■ PROBLEM REQUIREMENTS
Only the lines from the one with "Where can you see the person" to the end of the material should be reproduced, exactly and in full, both ends included.

■ RECORDS PROVIDED
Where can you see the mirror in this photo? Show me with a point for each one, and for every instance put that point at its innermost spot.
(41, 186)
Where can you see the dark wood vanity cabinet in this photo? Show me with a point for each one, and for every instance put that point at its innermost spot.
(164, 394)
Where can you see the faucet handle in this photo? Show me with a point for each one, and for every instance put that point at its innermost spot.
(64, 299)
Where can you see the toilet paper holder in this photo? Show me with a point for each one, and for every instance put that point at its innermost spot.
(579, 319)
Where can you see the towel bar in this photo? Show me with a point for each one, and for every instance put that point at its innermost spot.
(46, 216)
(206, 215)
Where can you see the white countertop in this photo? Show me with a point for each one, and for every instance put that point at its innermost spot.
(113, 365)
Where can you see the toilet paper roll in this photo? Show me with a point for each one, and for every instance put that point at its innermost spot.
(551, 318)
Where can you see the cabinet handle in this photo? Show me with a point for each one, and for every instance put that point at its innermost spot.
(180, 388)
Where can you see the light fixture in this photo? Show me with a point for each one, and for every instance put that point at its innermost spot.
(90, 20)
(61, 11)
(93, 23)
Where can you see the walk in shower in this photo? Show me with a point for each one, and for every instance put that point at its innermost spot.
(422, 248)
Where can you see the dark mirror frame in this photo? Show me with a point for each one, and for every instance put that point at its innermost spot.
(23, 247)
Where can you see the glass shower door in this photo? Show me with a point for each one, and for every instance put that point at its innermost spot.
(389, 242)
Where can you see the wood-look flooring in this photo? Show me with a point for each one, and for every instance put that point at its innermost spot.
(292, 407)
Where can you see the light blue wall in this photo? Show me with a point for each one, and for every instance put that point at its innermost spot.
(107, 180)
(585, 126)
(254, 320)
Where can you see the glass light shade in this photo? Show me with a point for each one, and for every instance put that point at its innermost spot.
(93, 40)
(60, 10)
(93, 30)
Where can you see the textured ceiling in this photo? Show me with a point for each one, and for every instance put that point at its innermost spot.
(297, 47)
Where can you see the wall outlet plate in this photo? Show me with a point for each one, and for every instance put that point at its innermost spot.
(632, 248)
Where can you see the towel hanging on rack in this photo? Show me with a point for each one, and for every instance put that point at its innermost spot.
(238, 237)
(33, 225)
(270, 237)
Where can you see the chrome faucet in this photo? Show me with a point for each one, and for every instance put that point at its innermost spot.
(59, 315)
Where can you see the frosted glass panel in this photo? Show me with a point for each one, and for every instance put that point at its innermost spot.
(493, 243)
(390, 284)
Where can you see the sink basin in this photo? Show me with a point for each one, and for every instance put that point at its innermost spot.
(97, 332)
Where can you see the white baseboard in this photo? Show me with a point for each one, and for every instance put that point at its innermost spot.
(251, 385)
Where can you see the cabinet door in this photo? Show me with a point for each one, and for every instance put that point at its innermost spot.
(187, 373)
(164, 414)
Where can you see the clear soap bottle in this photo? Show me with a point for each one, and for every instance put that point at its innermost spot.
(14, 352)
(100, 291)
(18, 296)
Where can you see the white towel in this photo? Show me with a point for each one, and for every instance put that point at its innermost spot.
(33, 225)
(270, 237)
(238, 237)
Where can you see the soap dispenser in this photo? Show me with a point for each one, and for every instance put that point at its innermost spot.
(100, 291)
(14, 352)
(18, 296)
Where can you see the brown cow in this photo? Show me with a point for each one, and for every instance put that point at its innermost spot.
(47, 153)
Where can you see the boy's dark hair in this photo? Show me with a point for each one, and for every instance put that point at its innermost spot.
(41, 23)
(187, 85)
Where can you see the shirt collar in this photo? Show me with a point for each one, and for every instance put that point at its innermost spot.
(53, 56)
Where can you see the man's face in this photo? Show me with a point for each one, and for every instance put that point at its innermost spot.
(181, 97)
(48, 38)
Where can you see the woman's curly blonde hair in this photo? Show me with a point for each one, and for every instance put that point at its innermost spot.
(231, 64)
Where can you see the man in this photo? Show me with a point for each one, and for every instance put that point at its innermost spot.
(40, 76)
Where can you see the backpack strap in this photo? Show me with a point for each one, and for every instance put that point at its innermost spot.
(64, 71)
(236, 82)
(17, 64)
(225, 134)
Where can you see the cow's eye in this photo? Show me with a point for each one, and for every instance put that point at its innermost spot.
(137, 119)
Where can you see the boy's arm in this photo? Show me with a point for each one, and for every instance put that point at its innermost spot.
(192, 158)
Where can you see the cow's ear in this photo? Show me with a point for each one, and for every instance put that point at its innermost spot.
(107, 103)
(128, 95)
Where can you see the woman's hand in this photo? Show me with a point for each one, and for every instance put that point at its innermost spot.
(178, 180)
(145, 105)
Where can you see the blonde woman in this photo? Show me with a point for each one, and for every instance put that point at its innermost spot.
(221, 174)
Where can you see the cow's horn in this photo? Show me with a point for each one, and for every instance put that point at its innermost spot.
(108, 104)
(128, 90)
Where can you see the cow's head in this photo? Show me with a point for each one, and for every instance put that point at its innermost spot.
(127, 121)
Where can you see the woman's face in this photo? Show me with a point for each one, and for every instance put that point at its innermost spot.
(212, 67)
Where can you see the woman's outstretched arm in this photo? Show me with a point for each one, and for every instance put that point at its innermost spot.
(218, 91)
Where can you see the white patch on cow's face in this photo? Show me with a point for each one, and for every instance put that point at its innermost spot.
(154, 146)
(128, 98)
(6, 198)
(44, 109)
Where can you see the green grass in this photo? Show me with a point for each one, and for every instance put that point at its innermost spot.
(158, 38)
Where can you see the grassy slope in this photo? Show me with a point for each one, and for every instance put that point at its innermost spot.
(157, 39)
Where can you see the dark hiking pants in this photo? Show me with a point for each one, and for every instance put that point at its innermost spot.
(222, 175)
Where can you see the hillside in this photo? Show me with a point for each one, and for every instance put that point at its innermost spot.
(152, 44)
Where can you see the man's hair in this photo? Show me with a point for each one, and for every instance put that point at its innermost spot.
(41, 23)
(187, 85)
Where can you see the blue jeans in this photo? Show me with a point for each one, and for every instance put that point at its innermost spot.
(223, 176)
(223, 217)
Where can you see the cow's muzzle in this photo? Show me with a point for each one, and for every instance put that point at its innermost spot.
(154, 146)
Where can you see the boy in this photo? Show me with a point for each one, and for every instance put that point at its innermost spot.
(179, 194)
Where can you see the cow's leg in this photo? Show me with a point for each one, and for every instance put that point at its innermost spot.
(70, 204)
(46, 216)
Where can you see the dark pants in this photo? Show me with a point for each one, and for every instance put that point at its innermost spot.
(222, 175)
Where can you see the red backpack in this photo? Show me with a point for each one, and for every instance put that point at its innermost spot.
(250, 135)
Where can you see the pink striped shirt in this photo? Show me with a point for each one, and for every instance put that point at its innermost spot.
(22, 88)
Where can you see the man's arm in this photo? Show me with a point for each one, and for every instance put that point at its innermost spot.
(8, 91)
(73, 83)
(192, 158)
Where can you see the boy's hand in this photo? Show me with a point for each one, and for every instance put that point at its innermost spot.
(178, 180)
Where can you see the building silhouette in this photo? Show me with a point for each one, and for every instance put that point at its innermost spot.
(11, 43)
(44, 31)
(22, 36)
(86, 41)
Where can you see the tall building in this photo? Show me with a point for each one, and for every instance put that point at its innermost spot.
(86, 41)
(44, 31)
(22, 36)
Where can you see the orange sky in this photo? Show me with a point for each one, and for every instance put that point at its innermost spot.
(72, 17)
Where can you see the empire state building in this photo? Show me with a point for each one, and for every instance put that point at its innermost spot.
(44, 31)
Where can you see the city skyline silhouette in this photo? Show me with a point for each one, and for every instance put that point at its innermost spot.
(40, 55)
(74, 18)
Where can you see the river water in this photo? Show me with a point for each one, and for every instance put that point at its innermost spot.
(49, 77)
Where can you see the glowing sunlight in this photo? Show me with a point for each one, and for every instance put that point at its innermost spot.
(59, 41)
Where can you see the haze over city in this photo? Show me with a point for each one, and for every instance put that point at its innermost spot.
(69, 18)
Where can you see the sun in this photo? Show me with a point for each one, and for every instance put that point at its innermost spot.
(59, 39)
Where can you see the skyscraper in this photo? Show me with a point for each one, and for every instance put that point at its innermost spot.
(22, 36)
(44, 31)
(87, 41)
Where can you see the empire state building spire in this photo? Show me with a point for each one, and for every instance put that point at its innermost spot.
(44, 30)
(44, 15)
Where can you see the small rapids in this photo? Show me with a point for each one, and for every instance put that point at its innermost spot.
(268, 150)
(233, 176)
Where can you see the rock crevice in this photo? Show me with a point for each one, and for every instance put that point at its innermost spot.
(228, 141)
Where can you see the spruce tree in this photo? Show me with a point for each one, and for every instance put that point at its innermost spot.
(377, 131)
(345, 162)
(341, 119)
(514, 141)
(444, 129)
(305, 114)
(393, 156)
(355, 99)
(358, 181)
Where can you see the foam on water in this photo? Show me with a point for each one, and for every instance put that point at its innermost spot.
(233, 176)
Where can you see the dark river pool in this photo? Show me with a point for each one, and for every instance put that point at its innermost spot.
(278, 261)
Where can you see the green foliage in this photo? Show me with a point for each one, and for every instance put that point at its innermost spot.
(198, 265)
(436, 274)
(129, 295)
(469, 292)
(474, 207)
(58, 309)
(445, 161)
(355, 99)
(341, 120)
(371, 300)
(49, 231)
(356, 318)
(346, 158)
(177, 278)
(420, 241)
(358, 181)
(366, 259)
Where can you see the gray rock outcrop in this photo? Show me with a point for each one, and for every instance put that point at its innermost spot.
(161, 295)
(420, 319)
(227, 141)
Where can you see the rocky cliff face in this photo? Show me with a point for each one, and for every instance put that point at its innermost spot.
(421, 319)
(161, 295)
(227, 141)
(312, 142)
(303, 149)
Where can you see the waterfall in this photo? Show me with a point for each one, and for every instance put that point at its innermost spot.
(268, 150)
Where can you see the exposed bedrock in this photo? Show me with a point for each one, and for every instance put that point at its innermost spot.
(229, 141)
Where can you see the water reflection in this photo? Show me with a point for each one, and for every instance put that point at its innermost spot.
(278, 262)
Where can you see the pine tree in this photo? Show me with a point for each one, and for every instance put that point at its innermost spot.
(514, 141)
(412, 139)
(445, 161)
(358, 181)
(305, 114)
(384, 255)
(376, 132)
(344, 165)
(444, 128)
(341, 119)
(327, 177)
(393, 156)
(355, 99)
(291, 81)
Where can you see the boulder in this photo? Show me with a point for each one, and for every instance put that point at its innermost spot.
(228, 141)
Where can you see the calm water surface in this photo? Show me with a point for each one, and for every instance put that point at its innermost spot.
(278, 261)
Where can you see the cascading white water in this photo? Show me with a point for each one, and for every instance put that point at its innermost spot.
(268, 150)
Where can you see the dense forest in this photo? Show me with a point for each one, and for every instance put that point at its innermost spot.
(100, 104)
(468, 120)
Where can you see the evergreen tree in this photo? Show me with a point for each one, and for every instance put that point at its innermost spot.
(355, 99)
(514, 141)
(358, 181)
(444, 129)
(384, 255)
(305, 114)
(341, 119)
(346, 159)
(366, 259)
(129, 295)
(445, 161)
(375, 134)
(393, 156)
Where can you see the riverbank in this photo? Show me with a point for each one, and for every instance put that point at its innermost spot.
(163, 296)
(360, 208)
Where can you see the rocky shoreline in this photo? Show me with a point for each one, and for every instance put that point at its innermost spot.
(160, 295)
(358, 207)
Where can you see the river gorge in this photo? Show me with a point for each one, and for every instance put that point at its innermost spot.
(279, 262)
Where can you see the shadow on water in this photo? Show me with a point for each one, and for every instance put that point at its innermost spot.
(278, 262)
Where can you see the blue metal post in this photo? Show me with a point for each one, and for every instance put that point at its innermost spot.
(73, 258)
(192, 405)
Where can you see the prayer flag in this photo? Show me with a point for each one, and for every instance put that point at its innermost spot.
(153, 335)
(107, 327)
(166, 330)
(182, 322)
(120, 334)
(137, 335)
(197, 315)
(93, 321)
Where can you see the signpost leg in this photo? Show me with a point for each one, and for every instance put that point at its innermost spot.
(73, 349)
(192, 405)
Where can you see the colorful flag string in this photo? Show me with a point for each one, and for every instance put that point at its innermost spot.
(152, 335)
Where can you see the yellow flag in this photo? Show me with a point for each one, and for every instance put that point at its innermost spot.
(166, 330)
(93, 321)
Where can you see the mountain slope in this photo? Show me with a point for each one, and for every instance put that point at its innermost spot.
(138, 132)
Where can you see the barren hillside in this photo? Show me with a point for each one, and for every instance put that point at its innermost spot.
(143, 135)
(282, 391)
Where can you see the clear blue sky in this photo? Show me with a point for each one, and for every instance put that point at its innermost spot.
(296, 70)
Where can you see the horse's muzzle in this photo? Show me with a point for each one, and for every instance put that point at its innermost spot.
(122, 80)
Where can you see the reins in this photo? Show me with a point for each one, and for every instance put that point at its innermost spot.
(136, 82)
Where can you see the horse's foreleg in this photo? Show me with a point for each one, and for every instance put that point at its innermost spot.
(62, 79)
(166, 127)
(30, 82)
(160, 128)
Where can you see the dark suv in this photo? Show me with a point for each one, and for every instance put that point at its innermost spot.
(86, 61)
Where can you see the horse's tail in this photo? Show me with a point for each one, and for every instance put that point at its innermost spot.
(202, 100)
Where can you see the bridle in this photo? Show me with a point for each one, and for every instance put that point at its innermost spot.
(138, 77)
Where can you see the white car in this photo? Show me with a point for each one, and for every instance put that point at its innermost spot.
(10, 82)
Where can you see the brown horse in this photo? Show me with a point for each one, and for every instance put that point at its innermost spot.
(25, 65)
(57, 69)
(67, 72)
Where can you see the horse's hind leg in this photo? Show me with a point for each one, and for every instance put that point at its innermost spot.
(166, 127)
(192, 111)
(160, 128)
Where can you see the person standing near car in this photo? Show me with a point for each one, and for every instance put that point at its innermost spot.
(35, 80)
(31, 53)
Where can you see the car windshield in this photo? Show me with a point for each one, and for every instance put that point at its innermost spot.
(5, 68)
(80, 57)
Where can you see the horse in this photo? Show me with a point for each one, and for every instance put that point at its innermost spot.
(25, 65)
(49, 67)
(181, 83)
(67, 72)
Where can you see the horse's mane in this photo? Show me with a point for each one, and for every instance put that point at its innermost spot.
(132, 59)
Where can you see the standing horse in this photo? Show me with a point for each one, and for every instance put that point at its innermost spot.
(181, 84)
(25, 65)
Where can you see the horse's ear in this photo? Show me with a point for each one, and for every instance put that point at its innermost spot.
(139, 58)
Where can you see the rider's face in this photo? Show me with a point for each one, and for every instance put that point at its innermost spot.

■ TASK RESULT
Where can you see the person standing near car in this photo? Show me with a point for each one, and for every instance put that point at its innermost spot.
(35, 80)
(31, 53)
Where can you see the car windshield in this photo? Show me with a point for each one, and for every instance put that point at its innermost spot.
(5, 68)
(80, 57)
Where can you see the horse in this photo? Show me with a point for each one, and for every instance put that point at its innermost spot.
(25, 65)
(49, 67)
(181, 83)
(67, 72)
Where can you see the horse's mane in this photo? Show me with a point for each one, and for every instance put that point at its innermost spot.
(132, 59)
Where can you see the standing horse in this photo? Show me with a point for each one, and for every instance put that point at its innermost spot.
(181, 84)
(25, 65)
Where can you see the horse's ear in this photo? Show me with a point for each one, and for every instance put that point at its innermost spot.
(139, 58)
Where can you see the rider's face in this photo? Show me with a point for each one, and for every instance put that point at its innermost spot.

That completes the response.